COMPITO ASSEGNATO A:
Riscrivi soltanto le voci a partire dalla riga che contiene "Segment the blue" e fino alla riga che contiene "Provide the mask of the blue sky.". Sostituisci "blue sky" con "clear sky" e lascia invariato tutto il resto.

TESTO DA LEGGERE:
Nel 2015 hai rappresentato l’Italia al terzo Incontro Euro-maghrebino di scrittori a Tunisi dedicato alla letteratura di frontiera. Per le narrazioni dedicate al mondo arabo-mediterraneo hai ricevuto numerosi riconoscimenti, tra cui nel 2015 il Premio Prata e nel 2016 il Premio Marzani…
Sono felice che questa parte del mio lavoro venga riconosciuta. Sarebbe stato più facile occuparmi di altri argomenti a cui mass media ed editoria danno più spazio ma, per me, non avrebbe avuto alcun senso. Giornalismo e letteratura hanno in comune il compito di dare voce a chi non ce l’ha e in questo momento l’area mediterranea è zittita, offuscata, dimenticata. Anche perché gli interessi economici europei sono spostati altrove. Ma la gente del mediterraneo ha tanto da insegnare. Inoltre non dobbiamo dimenticare che, in quanto italiani, la storia del Mediterraneo è anche la nostra storia.
In Italia si conosce a sufficienza la letteratura di frontiera, quella del nord Africa? A parte alcuni autori molto noti, come Tahar Ben Jalloun, cosa si sa?
Penso che in Italia si conosca pochissimo della letteratura del Nord Africa, la si vede come una terra lontanissima. Invece Tunisia, Marocco, Algeria, Egitto distano solo una o due ore di volo. Si conosce la produzione di Tahar Ben Jalloun perché da 50 anni vive in Francia ed è supportato dal sistema francese. Per fortuna sono piuttosto note anche due scrittrici, la marocchina Fatima Mernissi e l’algerina Assia Djebar. Così come l’egiziano Alaa al-Aswani, autore di “Palazzo Yacoubian”. Negli ultimi anni si sta leggendo molto il libico Hisham Matar, noto per il bellissimo “Il ritorno”, premio Pulizer 2017. E’ stato apprezzato il romanzo “L’italiano” del tunisino Shokri al-Mabkhout, così come i romanzi del siriano Khaled Khalifa e della marocchina Leila Slimani. Purtroppo anche i libri hanno bisogno di un “visto” per uscire da un Paese, come le persone. Senza traduzioni ed editori coraggiosi, anche i libri restano imprigionati tra i confini dei Paesi. Conosco questa sensazione e per questo sono grata alla traduttrice Saoussen Bou Aicha per aver desiderato di tradurre la mia storia, al professor Ahmed Somai per il meraviglioso e fondamentale lavoro di revisione e a Khaled Soliman al Nassiry per aver pubblicato la traduzione del romanzo con la sua coraggiosa casa editrice, Al-Mutawassit.

VOCI RIPORTATE:
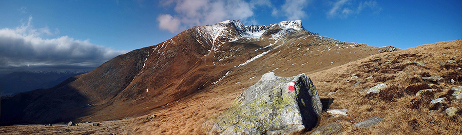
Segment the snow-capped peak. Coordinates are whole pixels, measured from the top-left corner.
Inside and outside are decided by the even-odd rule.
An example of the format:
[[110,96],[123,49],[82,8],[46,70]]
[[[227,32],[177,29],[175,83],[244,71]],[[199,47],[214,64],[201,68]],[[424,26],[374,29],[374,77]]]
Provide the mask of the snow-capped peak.
[[287,28],[292,28],[297,31],[303,30],[303,26],[302,26],[301,20],[285,20],[281,21],[277,24],[278,26],[281,27],[285,27]]

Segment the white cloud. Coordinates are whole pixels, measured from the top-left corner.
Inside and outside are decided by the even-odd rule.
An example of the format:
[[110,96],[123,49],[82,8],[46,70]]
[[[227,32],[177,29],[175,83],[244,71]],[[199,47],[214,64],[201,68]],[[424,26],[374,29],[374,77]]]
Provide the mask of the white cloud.
[[332,8],[326,13],[328,18],[347,18],[352,14],[360,13],[367,8],[375,13],[378,13],[382,10],[375,0],[359,2],[357,8],[354,8],[356,4],[350,0],[339,0],[332,5]]
[[[342,10],[343,6],[346,4],[346,2],[349,1],[350,0],[339,0],[337,2],[335,2],[333,5],[332,8],[329,10],[329,12],[328,12],[328,17],[334,17],[338,16],[340,16],[341,17],[346,17],[351,13],[352,12],[348,11],[349,9],[347,9],[348,8],[344,8]],[[342,10],[341,13],[339,13],[339,11]]]
[[308,5],[307,0],[286,0],[281,7],[284,16],[289,20],[300,19],[306,17],[303,8]]
[[[0,72],[13,71],[30,66],[59,68],[60,66],[96,66],[126,51],[117,51],[67,36],[44,39],[43,35],[54,35],[48,27],[34,29],[32,17],[26,24],[15,29],[0,30]],[[71,68],[70,67],[70,68]],[[55,69],[60,70],[60,69]]]
[[271,5],[267,0],[251,3],[242,0],[167,0],[161,1],[160,4],[163,6],[176,4],[176,14],[161,14],[157,17],[159,28],[172,33],[227,19],[254,21],[251,17],[254,15],[255,6]]
[[18,9],[17,10],[18,10],[18,11],[20,11],[20,12],[21,12],[21,13],[25,14],[27,12],[26,11],[26,10],[27,10],[27,7],[21,7],[21,8]]
[[179,19],[174,18],[169,14],[162,14],[157,17],[159,21],[159,27],[162,30],[166,30],[171,33],[178,32],[180,29],[181,21]]
[[360,3],[359,6],[358,6],[357,12],[360,12],[363,9],[367,8],[370,8],[374,13],[378,13],[382,11],[382,8],[379,7],[377,1],[370,1]]

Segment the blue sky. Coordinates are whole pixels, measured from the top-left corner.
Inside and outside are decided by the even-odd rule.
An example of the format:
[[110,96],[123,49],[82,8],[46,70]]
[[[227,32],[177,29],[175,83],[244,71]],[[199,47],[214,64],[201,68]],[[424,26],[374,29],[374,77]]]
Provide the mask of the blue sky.
[[300,19],[346,42],[407,49],[462,39],[462,1],[0,1],[0,74],[91,70],[195,26]]

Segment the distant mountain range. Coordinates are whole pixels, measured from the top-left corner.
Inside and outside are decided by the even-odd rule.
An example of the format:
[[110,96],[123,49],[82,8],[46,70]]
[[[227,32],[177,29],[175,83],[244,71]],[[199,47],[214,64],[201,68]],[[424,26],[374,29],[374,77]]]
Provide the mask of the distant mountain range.
[[231,85],[228,82],[247,84],[268,72],[286,73],[282,76],[286,76],[297,75],[294,71],[300,69],[327,69],[378,50],[319,35],[305,30],[300,20],[244,26],[228,20],[194,27],[50,88],[2,98],[0,125],[140,116]]
[[51,87],[68,78],[89,71],[26,71],[13,72],[0,77],[0,95],[14,96],[20,93]]

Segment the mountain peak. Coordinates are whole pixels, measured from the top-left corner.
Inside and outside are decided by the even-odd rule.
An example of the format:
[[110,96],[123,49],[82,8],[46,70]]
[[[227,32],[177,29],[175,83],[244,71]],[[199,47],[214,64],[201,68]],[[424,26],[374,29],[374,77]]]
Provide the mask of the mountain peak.
[[303,26],[302,26],[301,20],[282,21],[278,23],[277,25],[281,27],[292,28],[297,31],[304,29]]

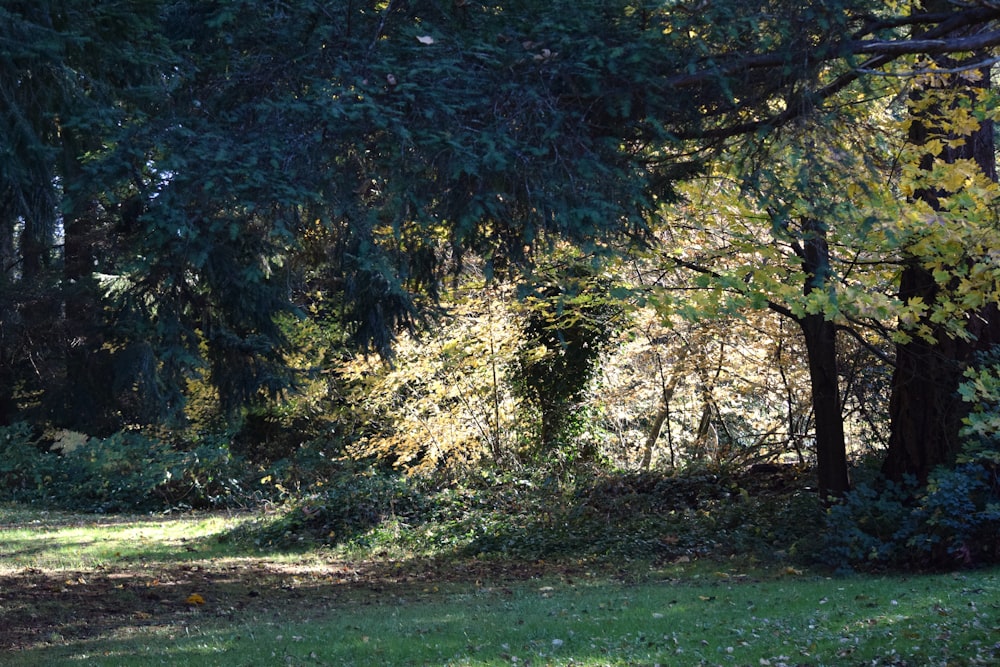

COMPITO ASSEGNATO B:
Elenca tutti i titoli di libri citati tra virgolette nel testo sulla letteratura del Nord Africa.

RISPOSTA AL COMPITO A:
Segment the clear sky. Coordinates are whole pixels, measured from the top-left corner.
Inside and outside are decided by the even-odd rule.
An example of the format:
[[110,96],[123,49],[82,8],[46,70]]
[[[227,32],[177,29],[175,83],[244,71]],[[199,47],[214,64],[201,68]],[[424,26],[374,29],[374,77]]]
Provide the mask of the clear sky.

RISPOSTA AL COMPITO B:
- Palazzo Yacoubian
- Il ritorno
- L'italiano